• _EXERCISE OBJECTIVE_:
In the television series summary below, repeat word for word the stretch from "Sufiyana Pyaar Mera" through "discovers her conspiracies.".

----- DOCUMENT PASSAGE

Sufiyana Pyaar Mera () was an Indian television series broadcast on Star Bharat. It starred Helly Shah and Rajveer Singh.

Plot
Zaroon Shah, an NRI reached India to meet Kaynaat Shah to fulfill his father's wish though he himself is unwilling. When he arrives, he spots and falls in love with Kaynaat's look alike cousin Saltanat at first sight.

Upon seeing Kaynaat, Zaroon is confused on seeing their difference. Orthodox, Kaynaat lived and dressed in a traditional and conservative manner. Free spirited modern, Saltanat lived on her own terms and conditions.

Zaroon refuses to marry Kaynaat. Saltanat falls in love with him too. They decide to get married. Kaynaat plots against Saltanat hoping to keep them apart but fails. Soon, Saltanat discovers her conspiracies.

Her mother Zehnab reveals to her that Kaynaat is her twin sister not cousin and convinces her to not expose Kaynaat. Zaroon and Saltanat get married. Kaynaat does several attempts to take her place, but fails.

Madhav Sharma wants revenge from Kaynaat as 12 years back, she killed his sister Sakshi for having an affair with Kaynaat's father Khasaan; Zehnab helped her cover up the murder. Eventually, Kaynaat's truth is exposed.

Zaroon and Madhav join hands to fight against Kaynaat. Madhav starts falling for Saltanat, who lost her memory but regains it. She and Zaroon unite. Madhav goes to Delhi with his son Krish and promises to write to Saltanat every day.

20 years later
Grown up, Krish resembles Madhav and reads his diary, where he confessed that he wrote letters to Saltanat every day but could never post them due to his one-sided love for her.

Krish goes to a dargah and prays. He meets Saltanat and Zaroon's daughter Shaira Shah. They share a smile. The show ends with new beginning of Shaira and Krish's story.

----------
----- ENTRIES PROVIDED

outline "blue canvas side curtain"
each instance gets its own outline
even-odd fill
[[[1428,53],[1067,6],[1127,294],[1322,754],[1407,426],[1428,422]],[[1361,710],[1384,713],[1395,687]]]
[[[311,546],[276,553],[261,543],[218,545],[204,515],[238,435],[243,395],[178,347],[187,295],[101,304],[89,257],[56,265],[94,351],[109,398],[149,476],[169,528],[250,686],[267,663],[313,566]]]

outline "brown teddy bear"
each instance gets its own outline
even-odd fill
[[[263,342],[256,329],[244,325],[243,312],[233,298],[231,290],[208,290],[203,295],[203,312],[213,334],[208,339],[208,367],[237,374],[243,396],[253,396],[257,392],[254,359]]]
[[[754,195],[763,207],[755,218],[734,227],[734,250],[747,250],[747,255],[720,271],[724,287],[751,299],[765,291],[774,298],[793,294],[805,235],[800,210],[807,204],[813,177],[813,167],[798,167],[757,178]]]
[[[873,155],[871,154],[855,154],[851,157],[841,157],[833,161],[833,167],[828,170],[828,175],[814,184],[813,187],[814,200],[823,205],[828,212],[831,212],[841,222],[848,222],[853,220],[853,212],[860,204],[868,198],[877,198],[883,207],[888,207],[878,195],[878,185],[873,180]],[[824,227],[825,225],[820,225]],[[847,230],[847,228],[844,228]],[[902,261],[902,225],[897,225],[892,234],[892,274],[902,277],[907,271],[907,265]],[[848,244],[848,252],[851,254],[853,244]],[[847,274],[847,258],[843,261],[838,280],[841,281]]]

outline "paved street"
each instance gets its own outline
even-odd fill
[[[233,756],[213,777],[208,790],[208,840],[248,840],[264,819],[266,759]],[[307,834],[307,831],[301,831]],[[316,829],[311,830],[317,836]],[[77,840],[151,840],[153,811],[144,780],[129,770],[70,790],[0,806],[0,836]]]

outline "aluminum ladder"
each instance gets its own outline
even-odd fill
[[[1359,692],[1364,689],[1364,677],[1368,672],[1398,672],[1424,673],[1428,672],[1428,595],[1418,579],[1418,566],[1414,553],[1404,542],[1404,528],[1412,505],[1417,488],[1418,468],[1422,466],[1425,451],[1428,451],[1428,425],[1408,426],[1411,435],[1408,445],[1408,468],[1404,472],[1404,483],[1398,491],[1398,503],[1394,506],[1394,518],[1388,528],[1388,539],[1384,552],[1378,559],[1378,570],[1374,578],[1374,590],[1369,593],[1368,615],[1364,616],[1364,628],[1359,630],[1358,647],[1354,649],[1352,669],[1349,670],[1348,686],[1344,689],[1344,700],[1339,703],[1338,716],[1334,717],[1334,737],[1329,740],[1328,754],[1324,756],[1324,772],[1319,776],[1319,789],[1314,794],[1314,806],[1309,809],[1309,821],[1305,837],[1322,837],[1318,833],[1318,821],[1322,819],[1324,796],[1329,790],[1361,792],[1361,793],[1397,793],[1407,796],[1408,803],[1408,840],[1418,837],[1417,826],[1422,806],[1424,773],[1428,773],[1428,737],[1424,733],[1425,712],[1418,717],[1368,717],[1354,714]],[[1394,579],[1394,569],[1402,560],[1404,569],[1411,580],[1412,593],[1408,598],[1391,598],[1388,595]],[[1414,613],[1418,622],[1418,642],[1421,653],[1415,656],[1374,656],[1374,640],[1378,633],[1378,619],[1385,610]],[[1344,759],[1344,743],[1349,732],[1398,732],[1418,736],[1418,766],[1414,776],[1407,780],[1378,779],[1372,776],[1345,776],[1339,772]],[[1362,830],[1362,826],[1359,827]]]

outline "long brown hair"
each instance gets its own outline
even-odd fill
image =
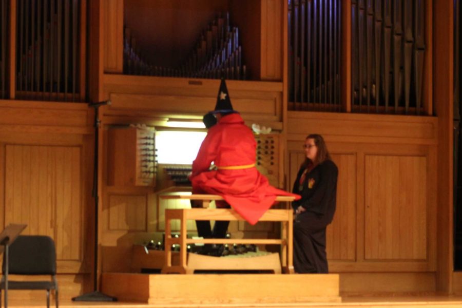
[[[327,149],[327,146],[324,138],[322,136],[317,133],[310,134],[305,138],[305,141],[308,139],[313,139],[314,140],[315,145],[318,148],[318,151],[316,152],[316,157],[314,161],[312,161],[311,159],[307,157],[302,164],[302,166],[304,168],[313,169],[319,164],[323,163],[326,160],[331,160],[331,155]]]

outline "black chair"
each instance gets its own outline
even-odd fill
[[[50,307],[50,290],[54,290],[56,308],[58,308],[58,287],[56,279],[56,249],[49,236],[20,235],[9,247],[8,274],[22,275],[51,276],[49,281],[18,281],[8,278],[8,291],[46,290],[47,307]],[[5,290],[5,254],[3,275],[0,281],[0,298]],[[1,307],[1,304],[0,304]]]

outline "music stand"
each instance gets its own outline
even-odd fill
[[[8,247],[13,243],[17,236],[26,228],[27,225],[10,223],[0,233],[0,253],[5,251],[5,307],[8,307]]]

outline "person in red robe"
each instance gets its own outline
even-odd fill
[[[271,185],[257,169],[257,143],[254,134],[233,109],[224,80],[215,110],[211,112],[216,115],[217,123],[209,128],[192,163],[190,179],[193,194],[221,196],[225,202],[217,202],[218,207],[229,204],[252,225],[274,203],[276,196],[300,199],[298,195]],[[210,170],[213,163],[215,168]],[[224,237],[229,222],[216,222],[213,232],[210,230],[209,222],[204,222],[208,223],[208,228],[203,227],[205,231],[198,229],[199,236]],[[198,227],[199,229],[199,224]]]

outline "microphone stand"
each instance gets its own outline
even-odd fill
[[[99,116],[100,107],[110,105],[109,100],[98,103],[89,103],[88,106],[94,108],[94,162],[93,170],[93,191],[92,197],[94,198],[94,251],[93,260],[93,291],[72,298],[74,301],[117,301],[117,298],[106,295],[98,291],[98,145],[100,124],[101,122]]]

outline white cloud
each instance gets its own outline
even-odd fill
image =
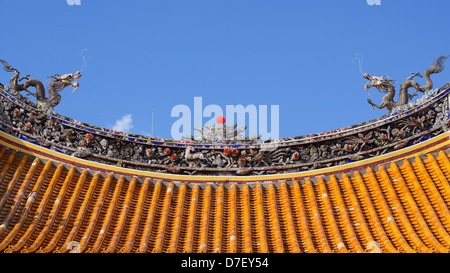
[[[131,114],[122,116],[121,119],[116,120],[116,124],[113,126],[114,131],[129,133],[131,129],[134,128],[133,118]]]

----------

• _WRITTEN SOLUTION_:
Sufiyana Pyaar Mera () was an Indian television series broadcast on Star Bharat. It starred Helly Shah and Rajveer Singh.

Plot
Zaroon Shah, an NRI reached India to meet Kaynaat Shah to fulfill his father's wish though he himself is unwilling. When he arrives, he spots and falls in love with Kaynaat's look alike cousin Saltanat at first sight.

Upon seeing Kaynaat, Zaroon is confused on seeing their difference. Orthodox, Kaynaat lived and dressed in a traditional and conservative manner. Free spirited modern, Saltanat lived on her own terms and conditions.

Zaroon refuses to marry Kaynaat. Saltanat falls in love with him too. They decide to get married. Kaynaat plots against Saltanat hoping to keep them apart but fails. Soon, Saltanat discovers her conspiracies.